[START OF Extracted data]
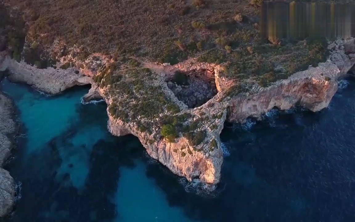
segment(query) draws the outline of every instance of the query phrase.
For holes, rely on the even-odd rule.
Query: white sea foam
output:
[[[48,94],[45,93],[45,92],[42,92],[42,91],[41,91],[40,90],[37,90],[36,88],[34,88],[33,87],[32,87],[32,88],[35,91],[36,91],[36,92],[37,92],[38,93],[40,94],[41,94],[42,95],[43,95],[44,96],[46,96],[47,97],[49,97],[50,96],[52,96],[52,95],[51,95],[50,94]]]
[[[297,112],[297,108],[296,107],[293,107],[289,109],[287,109],[285,110],[285,112],[288,114],[295,113]]]
[[[212,197],[215,196],[217,194],[215,185],[207,184],[197,180],[189,182],[186,178],[181,177],[179,178],[179,183],[187,193],[194,193],[199,196]]]
[[[230,152],[229,152],[230,147],[227,146],[224,143],[221,143],[221,148],[222,148],[222,152],[223,153],[223,156],[224,157],[229,157],[230,156]]]
[[[20,182],[18,182],[15,184],[15,190],[16,190],[17,195],[15,197],[15,201],[17,201],[20,200],[22,197],[21,194],[21,190],[22,190],[22,183]]]
[[[349,84],[349,82],[348,80],[342,80],[338,82],[338,92],[341,92],[343,90],[348,87],[348,85]]]
[[[245,130],[248,130],[253,127],[253,126],[256,124],[255,120],[251,119],[247,119],[245,122],[242,124],[242,128]]]
[[[268,117],[272,117],[278,115],[280,112],[277,109],[273,109],[265,113],[265,115]]]
[[[158,161],[150,156],[146,151],[144,152],[144,155],[148,158],[148,163],[149,164],[153,164],[153,163],[155,163],[158,162]]]
[[[80,102],[81,102],[82,104],[83,104],[84,105],[86,105],[87,104],[96,104],[99,103],[101,103],[103,102],[105,102],[105,101],[103,99],[100,99],[100,100],[91,100],[91,101],[89,101],[89,102],[84,102],[84,101],[83,96],[80,98]]]

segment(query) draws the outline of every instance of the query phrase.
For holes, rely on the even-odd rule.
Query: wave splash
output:
[[[341,92],[343,90],[348,87],[349,82],[346,80],[342,80],[338,82],[338,92]]]
[[[242,128],[246,131],[250,130],[256,124],[256,121],[252,119],[247,119],[245,122],[242,124]]]
[[[94,104],[96,105],[98,103],[102,102],[105,102],[105,100],[103,99],[100,99],[100,100],[91,100],[91,101],[89,101],[89,102],[85,102],[84,101],[83,96],[80,98],[80,102],[83,105],[87,105],[87,104]]]
[[[229,157],[230,156],[230,152],[229,152],[230,147],[227,146],[225,143],[221,143],[221,148],[223,153],[223,157]]]
[[[186,193],[195,194],[201,196],[215,197],[217,194],[215,185],[207,184],[197,180],[189,182],[186,178],[181,177],[179,183],[184,187]]]

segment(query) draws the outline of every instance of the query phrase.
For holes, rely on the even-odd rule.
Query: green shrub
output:
[[[191,25],[194,28],[203,28],[206,26],[203,22],[198,21],[191,22]]]
[[[176,128],[171,125],[164,125],[162,127],[162,135],[169,142],[173,142],[178,137]]]
[[[229,41],[225,38],[219,37],[215,40],[216,44],[220,46],[225,47],[229,44]]]
[[[250,0],[250,4],[260,7],[262,5],[264,0]]]
[[[201,51],[203,48],[203,46],[202,45],[202,42],[199,42],[197,43],[196,43],[196,46],[197,47],[197,49]]]
[[[179,48],[181,51],[185,51],[186,50],[186,47],[184,44],[181,41],[178,40],[175,42],[175,44]]]
[[[140,64],[139,62],[134,59],[131,59],[128,60],[128,65],[132,67],[137,67]]]
[[[206,131],[205,130],[200,130],[196,133],[190,132],[185,134],[184,136],[189,140],[190,145],[198,146],[206,137]]]
[[[220,64],[225,61],[226,56],[221,50],[212,50],[201,55],[197,60],[200,62]]]
[[[38,47],[38,43],[37,42],[34,42],[31,44],[31,48],[33,49],[37,49]]]
[[[197,8],[203,8],[206,6],[206,2],[204,0],[193,0],[192,5]]]

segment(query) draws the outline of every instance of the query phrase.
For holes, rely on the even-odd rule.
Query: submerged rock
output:
[[[0,166],[10,155],[13,144],[9,136],[15,131],[11,100],[0,93]],[[12,210],[15,203],[15,185],[7,171],[0,168],[0,217]]]
[[[15,202],[15,185],[9,172],[0,168],[0,217],[12,210]]]
[[[71,85],[91,83],[92,89],[86,98],[99,95],[103,98],[108,107],[108,127],[111,134],[133,134],[151,156],[174,173],[190,181],[198,179],[215,184],[220,181],[223,162],[219,134],[225,120],[260,118],[275,107],[288,109],[300,105],[317,111],[328,106],[337,91],[338,79],[355,63],[348,55],[355,53],[352,49],[355,43],[351,40],[339,40],[328,48],[328,60],[318,67],[295,73],[267,87],[251,81],[242,93],[235,81],[222,75],[221,65],[200,63],[196,58],[174,66],[148,64],[143,68],[120,70],[120,80],[115,82],[119,76],[114,71],[108,75],[107,71],[113,62],[103,55],[97,61],[93,57],[88,58],[80,69],[86,77],[96,77],[95,81],[74,75],[64,81],[69,84],[59,91]],[[39,89],[53,86],[53,68],[36,70],[29,79],[21,75],[35,68],[11,62],[9,64],[16,67],[17,72],[10,77],[15,75],[19,81]],[[91,62],[95,65],[89,65]],[[186,74],[188,84],[171,82],[176,71]],[[59,69],[54,72],[63,77],[67,76],[66,71]],[[50,81],[42,81],[46,76]],[[53,88],[58,91],[58,87]],[[163,126],[167,125],[165,132],[169,132],[163,134]]]

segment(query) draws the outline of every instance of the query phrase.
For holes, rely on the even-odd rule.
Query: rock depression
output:
[[[338,79],[354,66],[354,47],[353,39],[339,40],[329,44],[328,60],[317,67],[267,87],[251,84],[248,91],[242,92],[239,91],[237,80],[223,77],[220,66],[193,58],[174,66],[138,66],[132,65],[135,63],[132,60],[119,63],[94,54],[83,63],[69,58],[80,68],[65,70],[38,70],[5,58],[0,67],[10,71],[10,80],[51,93],[91,84],[84,98],[103,98],[112,134],[133,134],[152,157],[174,173],[189,181],[198,179],[215,184],[220,177],[223,156],[219,134],[225,121],[260,118],[275,107],[287,109],[301,105],[313,111],[326,107],[337,91]],[[182,74],[179,84],[177,72]]]

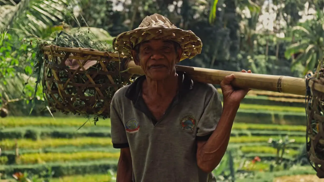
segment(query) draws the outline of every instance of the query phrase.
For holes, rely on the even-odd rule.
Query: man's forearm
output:
[[[224,105],[219,121],[212,135],[198,152],[201,167],[205,171],[215,168],[225,154],[228,145],[231,131],[238,105]]]
[[[132,161],[120,157],[117,169],[116,182],[132,182],[133,169]]]

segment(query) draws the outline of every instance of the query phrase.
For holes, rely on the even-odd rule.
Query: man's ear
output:
[[[181,59],[181,56],[182,56],[183,52],[183,51],[181,47],[178,48],[178,53],[177,55],[177,62],[176,63],[176,64],[178,64],[180,62],[180,59]]]
[[[137,52],[134,50],[131,50],[131,54],[132,55],[132,57],[133,57],[133,60],[134,60],[134,62],[135,63],[135,64],[137,66],[140,66],[141,63],[140,63],[140,60],[137,59],[138,58],[138,56]]]

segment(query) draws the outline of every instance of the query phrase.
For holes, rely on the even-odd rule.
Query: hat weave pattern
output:
[[[131,50],[135,46],[157,39],[179,43],[183,51],[180,61],[191,59],[201,52],[202,43],[194,33],[177,28],[168,18],[156,13],[146,16],[138,28],[118,35],[113,40],[113,46],[115,51],[131,57]]]

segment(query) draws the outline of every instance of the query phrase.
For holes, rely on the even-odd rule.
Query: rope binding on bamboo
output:
[[[322,68],[315,74],[308,72],[305,77],[306,150],[309,162],[319,178],[324,178],[324,93],[314,85],[324,85],[323,71]]]

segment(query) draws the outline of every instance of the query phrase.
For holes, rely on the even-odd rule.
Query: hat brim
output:
[[[112,41],[114,50],[132,57],[131,50],[137,44],[149,40],[170,40],[179,43],[182,49],[180,59],[191,59],[201,52],[202,43],[192,31],[178,28],[139,28],[122,33]]]

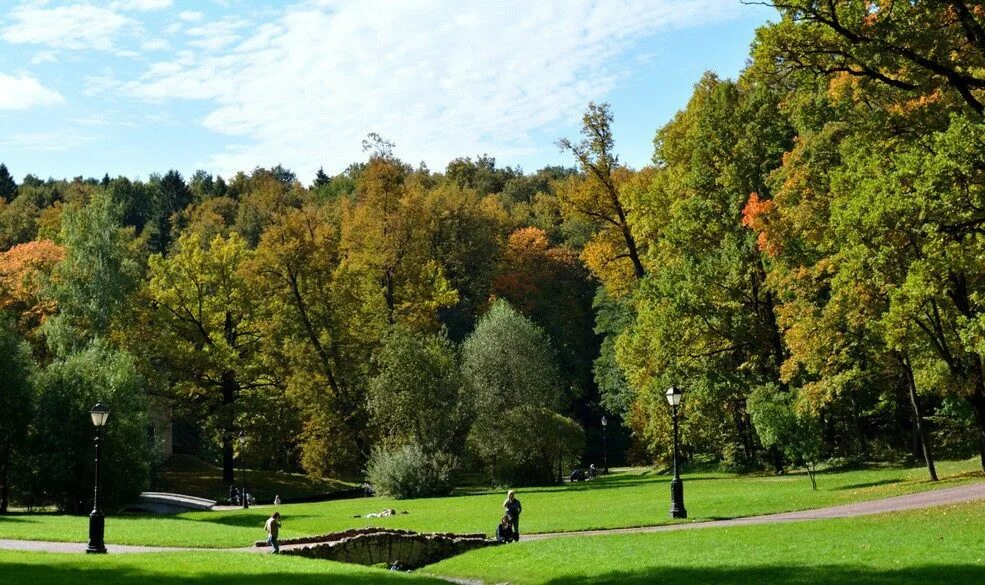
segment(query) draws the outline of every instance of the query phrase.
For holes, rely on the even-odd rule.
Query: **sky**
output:
[[[304,182],[375,132],[441,170],[571,166],[590,101],[620,160],[775,17],[739,0],[0,0],[0,162],[17,178],[282,164]]]

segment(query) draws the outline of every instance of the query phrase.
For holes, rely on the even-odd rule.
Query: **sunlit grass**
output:
[[[513,585],[978,585],[985,502],[779,525],[519,542],[426,572]]]
[[[985,480],[977,459],[941,462],[942,481],[926,479],[923,468],[872,467],[828,471],[811,491],[803,474],[736,476],[716,472],[685,474],[689,521],[734,518],[878,499]],[[652,526],[670,523],[670,478],[646,469],[621,470],[595,481],[519,491],[524,512],[521,532],[561,532]],[[282,505],[282,537],[322,534],[353,526],[386,526],[419,531],[491,534],[502,513],[500,491],[462,491],[448,498],[391,500],[361,498]],[[384,508],[389,518],[354,518]],[[172,517],[110,516],[107,542],[160,546],[242,547],[263,537],[272,506],[228,512],[190,512]],[[88,519],[51,514],[0,516],[0,538],[82,542]]]

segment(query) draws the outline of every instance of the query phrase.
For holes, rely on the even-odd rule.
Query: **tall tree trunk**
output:
[[[982,469],[985,470],[985,393],[979,390],[968,397],[968,403],[975,412],[975,422],[978,428],[978,450],[982,460]]]
[[[236,483],[233,473],[233,438],[229,431],[225,431],[222,435],[222,483],[226,485]]]
[[[0,514],[7,513],[7,504],[10,498],[10,440],[4,441],[2,455],[0,455]]]
[[[239,383],[236,381],[236,374],[230,371],[223,372],[222,406],[225,424],[222,429],[222,481],[226,484],[232,484],[236,481],[233,468],[233,416],[231,410],[238,394]]]
[[[931,481],[937,481],[937,469],[934,467],[934,456],[930,450],[930,438],[927,430],[923,426],[923,416],[920,412],[920,401],[917,397],[917,382],[913,377],[913,368],[910,360],[906,356],[900,356],[900,364],[903,366],[903,374],[906,378],[906,385],[910,391],[910,406],[913,408],[913,426],[920,438],[920,448],[923,451],[923,460],[927,464],[927,472],[930,474]]]

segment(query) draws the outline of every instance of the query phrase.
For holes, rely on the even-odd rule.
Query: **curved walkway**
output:
[[[824,520],[829,518],[852,518],[871,516],[887,512],[904,512],[920,510],[935,506],[964,504],[977,500],[985,500],[985,483],[973,483],[953,488],[917,492],[903,496],[894,496],[881,500],[869,500],[854,504],[843,504],[827,508],[815,508],[800,512],[781,512],[762,516],[747,516],[729,520],[709,520],[707,522],[688,522],[682,524],[666,524],[662,526],[642,526],[638,528],[614,528],[606,530],[585,530],[580,532],[552,532],[549,534],[530,534],[523,540],[546,540],[568,536],[590,536],[596,534],[640,534],[648,532],[671,532],[674,530],[690,530],[692,528],[721,528],[726,526],[748,526],[753,524],[774,524],[782,522],[803,522],[805,520]]]
[[[611,528],[606,530],[586,530],[580,532],[552,532],[546,534],[530,534],[523,537],[528,540],[546,540],[549,538],[567,538],[571,536],[596,536],[602,534],[643,534],[650,532],[671,532],[675,530],[690,530],[694,528],[719,528],[726,526],[748,526],[754,524],[772,524],[781,522],[803,522],[806,520],[823,520],[828,518],[851,518],[857,516],[871,516],[873,514],[884,514],[887,512],[903,512],[906,510],[919,510],[923,508],[933,508],[935,506],[947,506],[951,504],[963,504],[985,500],[985,483],[973,483],[953,488],[930,490],[903,496],[894,496],[882,500],[870,500],[867,502],[857,502],[854,504],[844,504],[841,506],[831,506],[828,508],[816,508],[813,510],[803,510],[800,512],[783,512],[779,514],[766,514],[763,516],[749,516],[746,518],[733,518],[730,520],[711,520],[707,522],[689,522],[682,524],[667,524],[662,526],[643,526],[637,528]],[[0,549],[5,550],[27,550],[39,552],[55,553],[82,553],[85,552],[86,545],[76,542],[42,542],[35,540],[0,540]],[[223,550],[228,552],[265,552],[265,549],[248,547],[233,549],[206,549],[190,547],[166,547],[166,546],[130,546],[120,544],[108,544],[106,548],[110,553],[151,553],[151,552],[187,552],[205,550]]]

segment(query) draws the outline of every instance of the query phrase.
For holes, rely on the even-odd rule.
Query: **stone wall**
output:
[[[359,528],[320,538],[320,542],[294,546],[284,541],[281,553],[360,565],[397,564],[409,570],[496,544],[482,534],[420,534],[385,528]]]

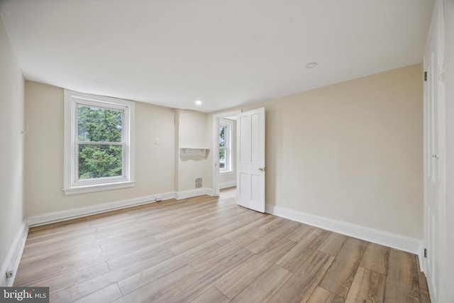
[END OF Extracted data]
> **Exercise details**: Filter the records and copy out every line that includes the string "rock".

> **Final answer**:
Query: submerged rock
Query: rock depression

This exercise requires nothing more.